Reproduce word for word the stretch of the book review from "The Hearts of" through "is my favorite.".

Excerpt:
--
The Hearts of Horses by Molly Gloss
I wasn’t expecting to love this book as much as I did. I’m not fond of Westerns and I’ve never been big on horse stories. But I do love me some strong women characters, and this book is full of them. Plus, the story held my interest throughout and the writing is superb. I’ve read two other Molly Gloss books: Wild Life and Jump-Off Creek (both also with strong women characters). This is my favorite.
It is 1918. Martha Lessen rides into (fictional) Elwha County in northeast Oregon intent on breaking horses and living the life of an itinerant cowboy. She is in her early twenties and has left home for reasons we find out later in the story. Her methods for breaking horses are not standard; she eschews any brutality toward the animals. Her talent lies with “gentling” the horses.
She finds a temporary place with George and Louise Bliss, a couple who run a small ranch, and she makes herself at home in their barn. She has very few creature comforts and is elated when Louise loans her a stack of books:
She cleared a shelf in the tack room, crowding the veterinary goods into other boxes and onto other shelves to make room for the books. Their variously colored spines, arranged along the cleared shelf, made a small, distinct change in the room. (Page 36.)
--
Material:
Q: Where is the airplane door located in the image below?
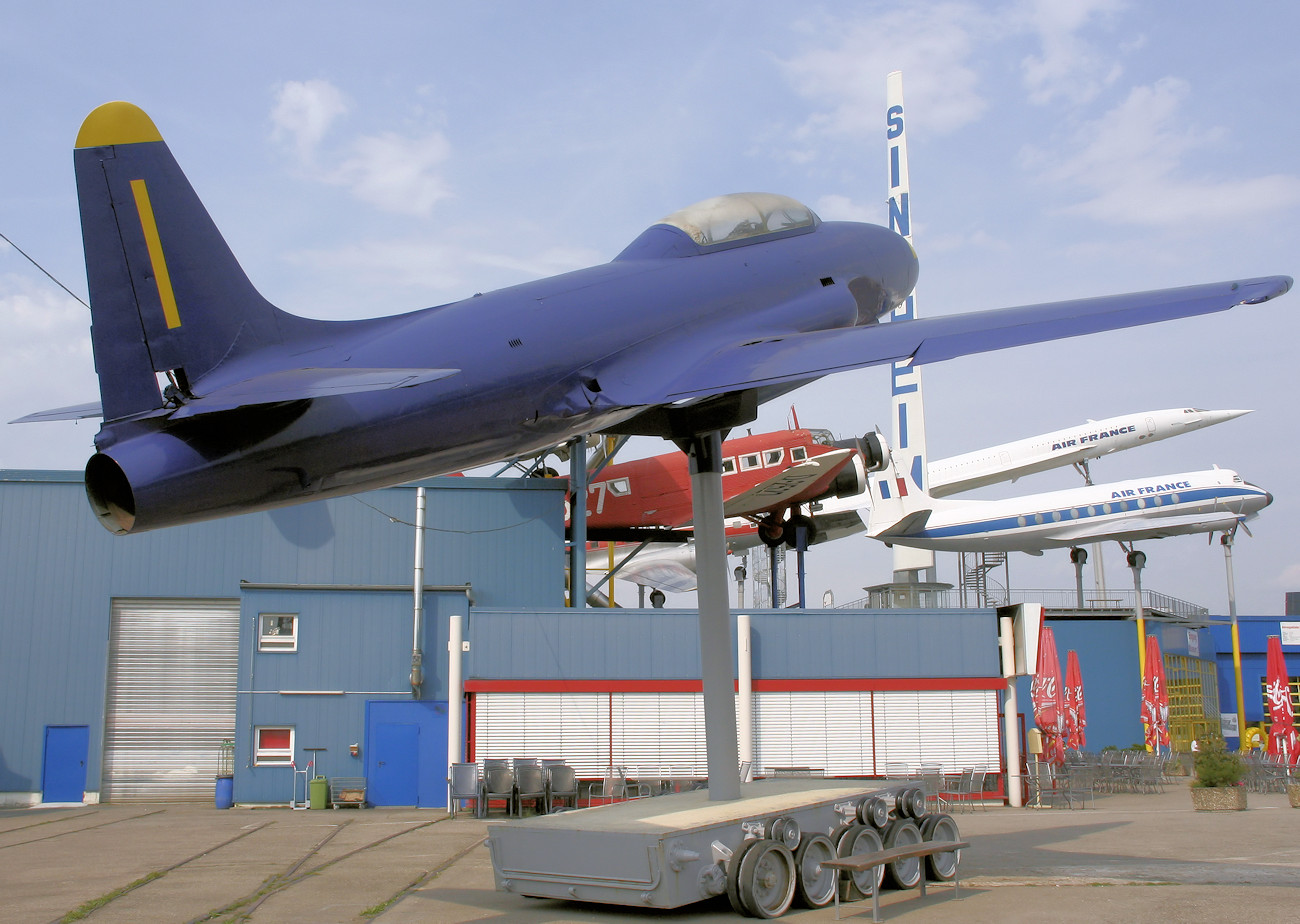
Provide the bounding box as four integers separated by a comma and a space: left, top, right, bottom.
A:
--
Worked solution:
The Hearts of Horses by Molly Gloss
I wasn’t expecting to love this book as much as I did. I’m not fond of Westerns and I’ve never been big on horse stories. But I do love me some strong women characters, and this book is full of them. Plus, the story held my interest throughout and the writing is superb. I’ve read two other Molly Gloss books: Wild Life and Jump-Off Creek (both also with strong women characters). This is my favorite.